Task set -
**A)** Transcribe a passage from the notes on economic growth and research word for word. Begin at the words "I do think standard" and stop after "participation by women.".
**B)** Go on with the notes on economic growth and research, picking up after their final sentence.

____ Provided text

I do think standard growth models miss part of the picture, which is that growth in GDP/capita has been in part driven by one-time changes like increased workforce participation by women.
Better education also means that the people doing R&D are more skilled on average.
OECD data from 2015 estimates that the global workforce in science and engineering is 7 million, though this omits India and Brazil. A recent paper estimates ~20 million full-time equivalents do R&D worldwide.
Why a factor of 1000? Population was ~30X lower, and various data sources suggest research concentration in 1800 was 30X lower than today (see the subsection “Data on the research concentration in 1800” in this report). Combining those factors, the number of researchers 2000 years ago was lower than today by a factor of 30*30 = ~1000X.
In fact, the fraction of people doing research 2000 years ago was likely lower than in 1800, suggesting an even bigger difference than 1000X. On the other hand, research effort 2000 years ago may have come more from many people making small innovations in their personal workflows than from full time researchers.
There are some innovative activities that disembodied AI couldn’t automate, because they require interacting with the physical world. This could significantly limit AI’s effect on economic growth. On the other hand, AI might design robots that can do all the physical tasks that humans can do. Then AIs could control these robots remotely and perform all the tasks involved in innovation.

________
____ Data for review

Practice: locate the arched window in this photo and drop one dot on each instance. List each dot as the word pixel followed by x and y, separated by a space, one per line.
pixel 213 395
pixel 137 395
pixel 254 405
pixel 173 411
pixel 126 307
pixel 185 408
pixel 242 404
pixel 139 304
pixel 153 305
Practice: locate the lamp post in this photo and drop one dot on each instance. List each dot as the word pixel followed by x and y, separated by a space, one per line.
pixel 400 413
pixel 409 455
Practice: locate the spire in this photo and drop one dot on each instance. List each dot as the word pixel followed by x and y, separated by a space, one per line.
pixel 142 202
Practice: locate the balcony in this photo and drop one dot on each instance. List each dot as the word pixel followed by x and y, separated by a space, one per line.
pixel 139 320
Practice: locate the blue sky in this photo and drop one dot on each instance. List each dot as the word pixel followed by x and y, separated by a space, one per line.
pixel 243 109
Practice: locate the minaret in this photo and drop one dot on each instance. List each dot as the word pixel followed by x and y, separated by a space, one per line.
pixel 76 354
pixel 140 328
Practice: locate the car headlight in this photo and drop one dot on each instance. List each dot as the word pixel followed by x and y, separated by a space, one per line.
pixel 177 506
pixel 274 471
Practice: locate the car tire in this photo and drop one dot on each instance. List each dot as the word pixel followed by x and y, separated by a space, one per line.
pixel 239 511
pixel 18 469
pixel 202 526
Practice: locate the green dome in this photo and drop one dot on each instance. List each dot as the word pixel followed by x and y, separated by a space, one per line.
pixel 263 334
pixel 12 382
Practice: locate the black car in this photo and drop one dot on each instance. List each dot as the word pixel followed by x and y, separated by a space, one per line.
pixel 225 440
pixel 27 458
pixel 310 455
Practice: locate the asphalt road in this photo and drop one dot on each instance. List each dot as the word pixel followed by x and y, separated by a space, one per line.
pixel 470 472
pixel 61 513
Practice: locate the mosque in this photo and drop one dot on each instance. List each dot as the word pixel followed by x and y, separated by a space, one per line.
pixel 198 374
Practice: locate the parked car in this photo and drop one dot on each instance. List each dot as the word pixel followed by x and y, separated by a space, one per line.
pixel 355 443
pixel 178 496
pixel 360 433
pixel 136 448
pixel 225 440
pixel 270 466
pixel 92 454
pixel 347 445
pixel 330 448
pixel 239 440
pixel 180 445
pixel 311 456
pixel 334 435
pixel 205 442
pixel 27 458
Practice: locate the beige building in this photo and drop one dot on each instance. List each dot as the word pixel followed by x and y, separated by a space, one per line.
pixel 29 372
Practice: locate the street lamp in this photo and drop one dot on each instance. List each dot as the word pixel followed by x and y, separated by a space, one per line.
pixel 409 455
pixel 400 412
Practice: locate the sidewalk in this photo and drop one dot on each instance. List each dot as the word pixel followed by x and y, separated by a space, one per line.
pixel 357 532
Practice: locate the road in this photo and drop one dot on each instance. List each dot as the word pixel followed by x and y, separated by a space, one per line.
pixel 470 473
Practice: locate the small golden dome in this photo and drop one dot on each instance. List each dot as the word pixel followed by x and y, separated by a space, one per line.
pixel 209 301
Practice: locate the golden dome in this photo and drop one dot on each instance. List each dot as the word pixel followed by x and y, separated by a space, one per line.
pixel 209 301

________

Responses per task -
**A)**
I do think standard growth models miss part of the picture, which is that growth in GDP/capita has been in part driven by one-time changes like increased workforce participation by women.

**B)**
Of course, we don’t know how much compute superhuman AI would take to train or to run. To guess at this, I estimated how many tasks GPT-8 could perform in parallel using only the computer chips needed to train it.
In a previous post I estimated that GPT-4 could perform 300,000 tasks in parallel with the compute used to train it. Compared to GPT-4, I assumed that GPT-8 would have 10,000 times as many parameters and need 100 million times as much computing power to train (in line with the Chinchilla scaling law). This implies that GPT-8 could perform 10,000X (= 100 million/10,000) as many tasks in parallel. I.e. 3 billion (=300,000 * 10,000) tasks. See calc.
What’s more, the size of this AI workforce could grow rapidly over time. AI could work to increase the number of AIs and how smart they are by designing better AI algorithms, designing better AI chips, and investing more money to build more AI chips. Already AI algorithms are becoming about twice as efficient each year, AI chips are becoming twice as efficient every ~2-3 years, and investments in AI are growing quickly. If this pace of improvement keeps up, the size of the AI workforce would more than double every year! This fast-growing workforce could innovate quickly despite ideas becoming harder to find.
A previous footnote argued that if we took the computer chips that were used to train superhuman AI and used them to run copies of the superhuman AI, we could run 3 billion copies in parallel. They could work tirelessly day and night, rather than the ~8 hours/day from human workers, which increases the size of the effective AI workforce to 9 billion.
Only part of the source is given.